+++ TRECHO

Publicado em 2 de abril de 2019 às 06:00

- Atualizado há um ano

. Crédito: Morgana Lima

As informações que acessamos nas redes sociais, canais de streaming ou sites sempre carregam  uma grande quantidade de propagandas  dos mais variados gêneros. É impossível acessar o YouTube, mesmo por poucos minutos, e não ser bombardeado pelos anúncios.

Mas nem sempre essa publicidade é percebida. Principalmente pelas crianças, atraídos como imãs. A liberdade para criação de novos conteúdos na internet abriu espaço para que a publicidade de nicho, principalmente voltada para o público infantil, encontrasse novos mecanismos de divulgação, que muitas vezes aparecem de forma abusiva para os pequenos usuários da internet.

Para regulamentar e controlar esses conteúdos patrocinados, a legislação brasileira se apoia em artigos da Constituição Federal, do Código de Defesa do Consumidor e no Estatuto da Criança e do Adolescente (ECA). Além do Marco Legal da Primeira Infância, como explica a advogada Ekaterine Karageorgiadis, que coordena o programa Criança Consumo.“Não necessariamente as crianças querem brinquedos realmente novos de uma loja, algumas delas só querem brinquedos diferentes”.  Ekaterine Karageorgiadis, advogadaA iniciativa é uma das vertentes trabalhadas pelo Instituto Alana, entidade não governamental responsável por atuar contra a circulação de conteúdo abusivo para crianças, em diversos meios. “O grande foco do instituto e do programa Criança Consumo é gerar o debate público, ouvindo diversas vozes da sociedade e das empresas, para não limitar o debate em um dos polos”, explica Ekaterine.

++++++
+++ LISTAGEM

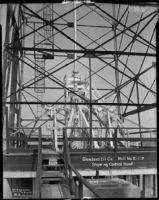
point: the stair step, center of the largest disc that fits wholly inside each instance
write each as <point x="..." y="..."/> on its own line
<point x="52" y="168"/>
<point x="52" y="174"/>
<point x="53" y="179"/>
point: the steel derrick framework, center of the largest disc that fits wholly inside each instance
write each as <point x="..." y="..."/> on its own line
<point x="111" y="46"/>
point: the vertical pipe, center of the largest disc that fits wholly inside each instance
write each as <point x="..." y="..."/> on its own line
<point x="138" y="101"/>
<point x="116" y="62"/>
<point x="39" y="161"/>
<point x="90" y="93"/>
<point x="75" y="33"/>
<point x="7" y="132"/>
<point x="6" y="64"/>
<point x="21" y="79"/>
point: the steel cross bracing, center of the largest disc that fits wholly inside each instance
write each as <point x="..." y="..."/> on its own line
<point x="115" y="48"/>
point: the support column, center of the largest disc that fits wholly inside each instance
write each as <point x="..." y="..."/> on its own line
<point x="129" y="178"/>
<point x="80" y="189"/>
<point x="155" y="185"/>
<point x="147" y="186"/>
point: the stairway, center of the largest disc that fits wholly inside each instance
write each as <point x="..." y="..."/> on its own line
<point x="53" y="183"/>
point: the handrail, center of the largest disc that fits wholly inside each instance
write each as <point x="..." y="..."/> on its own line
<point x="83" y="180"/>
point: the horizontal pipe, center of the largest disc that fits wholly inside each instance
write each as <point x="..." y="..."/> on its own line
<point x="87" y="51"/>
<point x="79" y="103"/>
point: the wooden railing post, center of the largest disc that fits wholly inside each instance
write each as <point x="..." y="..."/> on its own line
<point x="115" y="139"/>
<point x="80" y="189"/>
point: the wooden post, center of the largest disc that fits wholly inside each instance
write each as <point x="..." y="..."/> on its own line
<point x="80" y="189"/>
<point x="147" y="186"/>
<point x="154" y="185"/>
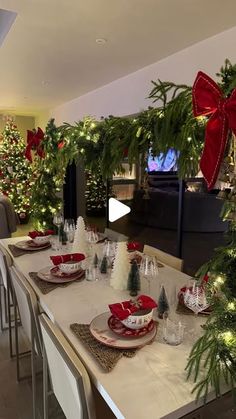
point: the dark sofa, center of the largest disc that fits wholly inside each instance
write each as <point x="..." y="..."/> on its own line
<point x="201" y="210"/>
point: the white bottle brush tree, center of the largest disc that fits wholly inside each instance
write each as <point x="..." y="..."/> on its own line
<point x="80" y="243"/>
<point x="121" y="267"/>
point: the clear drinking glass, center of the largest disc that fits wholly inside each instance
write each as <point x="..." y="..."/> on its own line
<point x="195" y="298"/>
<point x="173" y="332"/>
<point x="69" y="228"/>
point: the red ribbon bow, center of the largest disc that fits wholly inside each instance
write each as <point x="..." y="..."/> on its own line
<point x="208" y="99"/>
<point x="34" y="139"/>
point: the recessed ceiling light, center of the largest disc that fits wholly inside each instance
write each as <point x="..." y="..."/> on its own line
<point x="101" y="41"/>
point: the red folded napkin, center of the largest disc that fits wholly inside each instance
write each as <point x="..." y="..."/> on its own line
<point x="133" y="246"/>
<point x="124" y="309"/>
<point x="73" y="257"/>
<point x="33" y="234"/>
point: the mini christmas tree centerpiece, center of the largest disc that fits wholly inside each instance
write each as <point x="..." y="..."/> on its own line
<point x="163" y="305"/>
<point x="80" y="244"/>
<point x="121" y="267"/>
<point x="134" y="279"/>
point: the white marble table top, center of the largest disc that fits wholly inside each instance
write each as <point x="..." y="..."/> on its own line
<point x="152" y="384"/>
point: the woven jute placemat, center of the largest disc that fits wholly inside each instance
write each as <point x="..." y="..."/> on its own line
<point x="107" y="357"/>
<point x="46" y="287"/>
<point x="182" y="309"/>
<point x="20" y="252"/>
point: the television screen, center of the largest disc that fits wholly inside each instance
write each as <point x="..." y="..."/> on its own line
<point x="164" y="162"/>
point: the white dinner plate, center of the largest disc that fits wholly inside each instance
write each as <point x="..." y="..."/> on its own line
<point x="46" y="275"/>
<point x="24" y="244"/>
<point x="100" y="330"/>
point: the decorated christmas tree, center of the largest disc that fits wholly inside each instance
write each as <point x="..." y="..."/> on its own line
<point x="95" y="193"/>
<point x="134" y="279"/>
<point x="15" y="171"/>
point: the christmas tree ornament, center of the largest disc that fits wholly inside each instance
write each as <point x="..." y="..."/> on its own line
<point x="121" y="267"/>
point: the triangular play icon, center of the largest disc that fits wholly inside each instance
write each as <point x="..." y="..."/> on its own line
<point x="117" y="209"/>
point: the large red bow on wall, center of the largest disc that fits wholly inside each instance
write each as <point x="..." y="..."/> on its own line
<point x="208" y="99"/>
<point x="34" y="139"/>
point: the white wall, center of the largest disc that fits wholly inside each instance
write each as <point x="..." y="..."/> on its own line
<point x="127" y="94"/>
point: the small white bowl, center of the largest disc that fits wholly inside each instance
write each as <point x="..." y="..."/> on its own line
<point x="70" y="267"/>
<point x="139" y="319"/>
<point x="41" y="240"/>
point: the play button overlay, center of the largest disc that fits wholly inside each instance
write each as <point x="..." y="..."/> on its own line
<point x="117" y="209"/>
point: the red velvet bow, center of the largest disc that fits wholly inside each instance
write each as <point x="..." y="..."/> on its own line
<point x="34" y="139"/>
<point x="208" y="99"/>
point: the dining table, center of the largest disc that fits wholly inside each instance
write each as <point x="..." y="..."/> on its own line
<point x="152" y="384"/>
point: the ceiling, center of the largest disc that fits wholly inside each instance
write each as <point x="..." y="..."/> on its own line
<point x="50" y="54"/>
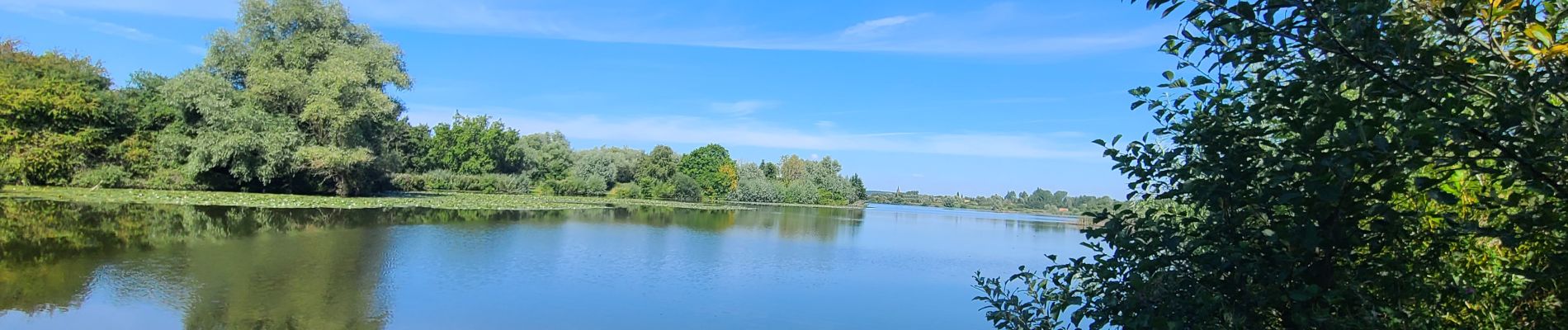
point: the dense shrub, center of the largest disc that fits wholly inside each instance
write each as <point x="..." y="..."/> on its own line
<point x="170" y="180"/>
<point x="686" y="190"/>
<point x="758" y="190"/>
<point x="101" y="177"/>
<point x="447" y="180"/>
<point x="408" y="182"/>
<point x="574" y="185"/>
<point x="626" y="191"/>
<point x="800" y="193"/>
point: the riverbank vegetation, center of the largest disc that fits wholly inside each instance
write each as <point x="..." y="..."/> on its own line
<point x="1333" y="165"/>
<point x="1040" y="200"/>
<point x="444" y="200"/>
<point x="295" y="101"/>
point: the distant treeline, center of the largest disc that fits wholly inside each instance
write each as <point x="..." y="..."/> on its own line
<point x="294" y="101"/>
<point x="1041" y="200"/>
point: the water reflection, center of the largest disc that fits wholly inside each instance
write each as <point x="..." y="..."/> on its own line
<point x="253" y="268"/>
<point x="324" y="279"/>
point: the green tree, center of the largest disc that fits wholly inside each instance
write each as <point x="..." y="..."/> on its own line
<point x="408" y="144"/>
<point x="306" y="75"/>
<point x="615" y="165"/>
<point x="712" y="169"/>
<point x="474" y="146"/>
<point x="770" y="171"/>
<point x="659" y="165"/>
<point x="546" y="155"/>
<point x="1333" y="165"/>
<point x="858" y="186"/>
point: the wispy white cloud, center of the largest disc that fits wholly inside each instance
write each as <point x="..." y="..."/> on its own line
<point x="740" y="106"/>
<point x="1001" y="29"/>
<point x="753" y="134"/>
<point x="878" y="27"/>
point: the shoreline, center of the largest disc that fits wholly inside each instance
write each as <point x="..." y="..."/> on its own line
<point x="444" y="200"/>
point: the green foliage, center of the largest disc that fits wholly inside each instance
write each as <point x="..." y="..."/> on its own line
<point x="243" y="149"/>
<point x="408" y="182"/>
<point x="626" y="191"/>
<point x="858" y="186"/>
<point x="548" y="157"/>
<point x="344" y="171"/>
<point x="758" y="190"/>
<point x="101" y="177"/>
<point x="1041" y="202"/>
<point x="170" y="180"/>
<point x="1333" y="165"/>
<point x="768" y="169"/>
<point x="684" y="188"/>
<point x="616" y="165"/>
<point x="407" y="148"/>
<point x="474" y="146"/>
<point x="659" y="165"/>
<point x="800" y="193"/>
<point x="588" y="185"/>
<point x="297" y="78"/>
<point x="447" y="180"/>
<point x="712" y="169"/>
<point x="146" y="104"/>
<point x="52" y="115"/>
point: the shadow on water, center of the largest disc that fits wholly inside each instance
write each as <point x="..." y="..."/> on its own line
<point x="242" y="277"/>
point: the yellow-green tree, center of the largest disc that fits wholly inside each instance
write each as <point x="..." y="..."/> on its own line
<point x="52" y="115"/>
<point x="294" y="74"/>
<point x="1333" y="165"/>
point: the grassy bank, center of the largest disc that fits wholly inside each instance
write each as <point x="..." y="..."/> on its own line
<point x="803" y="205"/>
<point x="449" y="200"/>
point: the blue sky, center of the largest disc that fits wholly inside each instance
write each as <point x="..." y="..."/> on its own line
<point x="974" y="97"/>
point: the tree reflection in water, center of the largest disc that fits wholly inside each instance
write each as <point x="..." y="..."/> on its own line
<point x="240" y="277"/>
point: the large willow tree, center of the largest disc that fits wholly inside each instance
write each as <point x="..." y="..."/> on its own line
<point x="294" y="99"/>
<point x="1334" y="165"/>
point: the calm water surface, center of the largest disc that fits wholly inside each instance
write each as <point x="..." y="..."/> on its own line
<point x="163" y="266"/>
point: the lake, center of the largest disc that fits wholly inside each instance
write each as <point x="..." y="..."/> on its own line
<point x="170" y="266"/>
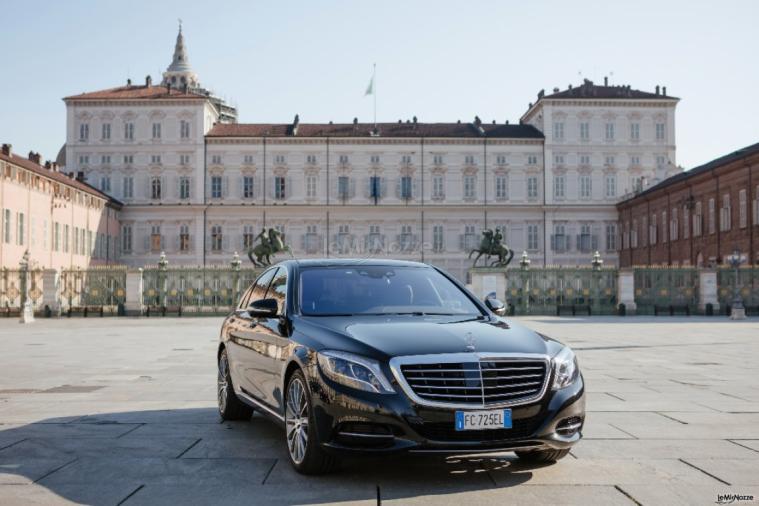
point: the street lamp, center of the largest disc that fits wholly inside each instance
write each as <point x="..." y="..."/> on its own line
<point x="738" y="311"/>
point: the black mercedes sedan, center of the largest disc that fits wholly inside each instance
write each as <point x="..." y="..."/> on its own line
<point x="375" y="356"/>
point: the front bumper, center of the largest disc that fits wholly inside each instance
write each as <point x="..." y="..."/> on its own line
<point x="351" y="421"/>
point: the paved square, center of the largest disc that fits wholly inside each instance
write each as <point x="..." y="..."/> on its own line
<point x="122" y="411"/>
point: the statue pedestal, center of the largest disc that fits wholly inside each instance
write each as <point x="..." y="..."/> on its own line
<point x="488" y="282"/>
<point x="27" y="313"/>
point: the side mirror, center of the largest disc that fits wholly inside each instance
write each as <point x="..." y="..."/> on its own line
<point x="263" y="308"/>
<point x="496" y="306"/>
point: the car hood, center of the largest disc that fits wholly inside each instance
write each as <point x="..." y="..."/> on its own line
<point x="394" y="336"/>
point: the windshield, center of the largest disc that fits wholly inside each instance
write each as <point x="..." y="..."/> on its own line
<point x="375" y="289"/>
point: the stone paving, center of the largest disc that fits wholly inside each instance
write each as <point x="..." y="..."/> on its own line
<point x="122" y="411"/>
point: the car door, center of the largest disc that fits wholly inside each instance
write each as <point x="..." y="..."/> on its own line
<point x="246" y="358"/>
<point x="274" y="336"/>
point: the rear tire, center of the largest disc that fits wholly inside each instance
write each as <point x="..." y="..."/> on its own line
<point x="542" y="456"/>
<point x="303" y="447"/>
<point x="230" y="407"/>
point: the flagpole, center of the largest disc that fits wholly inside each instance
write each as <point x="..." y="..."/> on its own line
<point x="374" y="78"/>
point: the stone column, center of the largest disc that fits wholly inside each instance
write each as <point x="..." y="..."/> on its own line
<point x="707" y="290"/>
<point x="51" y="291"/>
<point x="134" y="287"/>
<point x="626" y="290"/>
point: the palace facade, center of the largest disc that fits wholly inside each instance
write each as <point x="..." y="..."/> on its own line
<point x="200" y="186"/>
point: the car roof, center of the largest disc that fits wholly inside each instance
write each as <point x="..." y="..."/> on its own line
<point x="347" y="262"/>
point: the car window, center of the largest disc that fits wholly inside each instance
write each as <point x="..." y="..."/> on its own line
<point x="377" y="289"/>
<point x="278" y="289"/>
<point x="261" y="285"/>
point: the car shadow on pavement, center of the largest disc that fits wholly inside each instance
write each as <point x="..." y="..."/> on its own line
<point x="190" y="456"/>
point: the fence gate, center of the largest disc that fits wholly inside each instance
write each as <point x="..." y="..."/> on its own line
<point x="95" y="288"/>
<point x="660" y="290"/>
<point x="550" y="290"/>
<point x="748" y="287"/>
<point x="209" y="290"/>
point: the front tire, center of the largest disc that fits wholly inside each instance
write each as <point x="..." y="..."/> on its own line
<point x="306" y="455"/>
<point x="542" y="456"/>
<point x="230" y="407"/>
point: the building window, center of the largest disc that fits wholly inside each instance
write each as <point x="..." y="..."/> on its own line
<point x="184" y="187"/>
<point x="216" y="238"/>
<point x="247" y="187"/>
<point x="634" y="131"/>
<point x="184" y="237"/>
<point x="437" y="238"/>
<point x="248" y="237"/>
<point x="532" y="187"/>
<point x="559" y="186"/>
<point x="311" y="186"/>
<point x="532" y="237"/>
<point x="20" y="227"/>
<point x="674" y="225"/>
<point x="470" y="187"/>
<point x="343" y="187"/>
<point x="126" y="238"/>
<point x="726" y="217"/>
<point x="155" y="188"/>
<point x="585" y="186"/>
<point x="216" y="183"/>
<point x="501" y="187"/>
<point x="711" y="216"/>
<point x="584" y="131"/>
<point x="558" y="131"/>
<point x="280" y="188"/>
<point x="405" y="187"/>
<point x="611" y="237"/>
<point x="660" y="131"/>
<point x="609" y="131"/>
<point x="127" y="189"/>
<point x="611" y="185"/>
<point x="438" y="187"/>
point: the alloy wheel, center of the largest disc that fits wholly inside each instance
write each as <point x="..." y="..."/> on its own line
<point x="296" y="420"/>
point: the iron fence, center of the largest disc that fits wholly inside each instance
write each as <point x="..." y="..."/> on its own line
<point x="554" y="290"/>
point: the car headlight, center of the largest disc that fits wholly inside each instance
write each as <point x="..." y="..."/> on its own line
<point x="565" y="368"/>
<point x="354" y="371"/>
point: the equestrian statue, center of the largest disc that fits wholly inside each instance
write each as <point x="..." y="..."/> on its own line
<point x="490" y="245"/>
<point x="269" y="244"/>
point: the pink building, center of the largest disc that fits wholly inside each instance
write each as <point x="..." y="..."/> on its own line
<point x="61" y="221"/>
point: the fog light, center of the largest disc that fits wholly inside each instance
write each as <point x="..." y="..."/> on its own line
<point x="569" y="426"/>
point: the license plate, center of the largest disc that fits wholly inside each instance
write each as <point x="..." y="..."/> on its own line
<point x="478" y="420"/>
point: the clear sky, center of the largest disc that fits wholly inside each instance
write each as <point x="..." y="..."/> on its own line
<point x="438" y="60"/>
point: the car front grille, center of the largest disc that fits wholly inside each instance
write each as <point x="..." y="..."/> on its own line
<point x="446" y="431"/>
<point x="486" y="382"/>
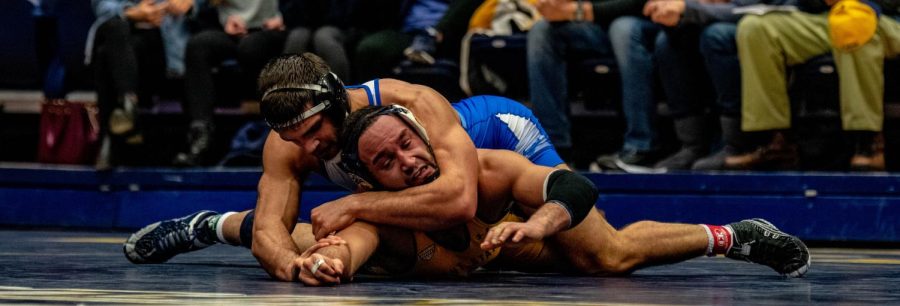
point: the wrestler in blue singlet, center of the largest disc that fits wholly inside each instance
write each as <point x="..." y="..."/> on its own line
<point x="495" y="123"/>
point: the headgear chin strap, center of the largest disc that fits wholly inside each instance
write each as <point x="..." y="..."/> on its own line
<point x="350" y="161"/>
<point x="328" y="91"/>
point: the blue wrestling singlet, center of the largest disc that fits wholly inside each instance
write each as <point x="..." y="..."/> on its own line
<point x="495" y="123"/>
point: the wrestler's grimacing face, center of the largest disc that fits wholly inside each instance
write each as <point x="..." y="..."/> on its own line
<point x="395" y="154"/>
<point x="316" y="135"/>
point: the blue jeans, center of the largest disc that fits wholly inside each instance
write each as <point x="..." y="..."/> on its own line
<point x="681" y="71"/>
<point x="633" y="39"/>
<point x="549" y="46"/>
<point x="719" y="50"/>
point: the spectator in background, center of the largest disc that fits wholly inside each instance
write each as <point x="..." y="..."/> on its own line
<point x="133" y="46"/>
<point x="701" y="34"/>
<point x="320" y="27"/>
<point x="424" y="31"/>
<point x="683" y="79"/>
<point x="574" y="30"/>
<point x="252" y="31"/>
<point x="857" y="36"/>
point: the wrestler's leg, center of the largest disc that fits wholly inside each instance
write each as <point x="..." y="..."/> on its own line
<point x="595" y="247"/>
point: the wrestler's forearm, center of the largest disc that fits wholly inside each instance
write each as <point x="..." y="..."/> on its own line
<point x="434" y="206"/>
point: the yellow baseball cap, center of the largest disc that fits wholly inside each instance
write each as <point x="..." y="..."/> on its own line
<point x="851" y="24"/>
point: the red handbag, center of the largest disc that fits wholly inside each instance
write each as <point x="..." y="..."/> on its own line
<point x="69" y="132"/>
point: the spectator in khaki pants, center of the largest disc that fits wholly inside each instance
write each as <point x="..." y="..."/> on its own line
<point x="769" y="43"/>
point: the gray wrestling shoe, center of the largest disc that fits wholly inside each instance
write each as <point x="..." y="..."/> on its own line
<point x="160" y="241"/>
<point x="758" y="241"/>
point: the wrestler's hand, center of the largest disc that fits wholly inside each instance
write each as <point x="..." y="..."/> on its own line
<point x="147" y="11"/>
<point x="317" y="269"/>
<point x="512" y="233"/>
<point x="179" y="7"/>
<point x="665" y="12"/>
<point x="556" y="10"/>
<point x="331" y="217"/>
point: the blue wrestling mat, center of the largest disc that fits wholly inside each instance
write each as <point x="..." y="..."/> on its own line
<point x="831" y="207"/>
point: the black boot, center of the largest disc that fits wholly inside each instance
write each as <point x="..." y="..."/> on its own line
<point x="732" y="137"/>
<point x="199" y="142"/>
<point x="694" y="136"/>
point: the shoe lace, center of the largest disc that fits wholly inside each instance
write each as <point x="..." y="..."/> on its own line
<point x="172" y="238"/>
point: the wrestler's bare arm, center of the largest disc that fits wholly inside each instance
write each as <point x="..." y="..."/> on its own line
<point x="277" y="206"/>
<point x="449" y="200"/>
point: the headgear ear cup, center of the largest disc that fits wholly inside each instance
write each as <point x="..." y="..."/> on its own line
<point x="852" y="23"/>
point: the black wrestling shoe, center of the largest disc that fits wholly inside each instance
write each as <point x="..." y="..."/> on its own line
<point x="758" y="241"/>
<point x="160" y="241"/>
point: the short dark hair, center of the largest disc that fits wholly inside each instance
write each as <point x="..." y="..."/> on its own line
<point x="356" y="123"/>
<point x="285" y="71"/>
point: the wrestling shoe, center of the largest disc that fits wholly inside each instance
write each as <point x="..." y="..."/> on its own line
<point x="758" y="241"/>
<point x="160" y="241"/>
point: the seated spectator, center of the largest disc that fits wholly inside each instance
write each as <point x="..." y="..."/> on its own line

++++++

ENUNCIADO A :: Segundo o trecho, que programa a advogada Ekaterine Karageorgiadis coordena?
ENUNCIADO B :: Por favor, enumere todas as normas legais em que, segundo o trecho, a legislação brasileira se apoia para regulamentar os conteúdos patrocinados.
ENUNCIADO C :: Cite do trecho a passagem que começa nas palavras "As informações que" e termina depois de "bombardeado pelos anúncios.".
A listagem não tem nenhuma função neste exercício.

RESPOSTA ESPERADA A :: O programa Criança Consumo.

RESPOSTA ESPERADA B :: Constituição Federal; Código de Defesa do Consumidor; Estatuto da Criança e do Adolescente (ECA); Marco Legal da Primeira Infância.

RESPOSTA ESPERADA C ::
As informações que acessamos nas redes sociais, canais de streaming ou sites sempre carregam  uma grande quantidade de propagandas  dos mais variados gêneros. É impossível acessar o YouTube, mesmo por poucos minutos, e não ser bombardeado pelos anúncios.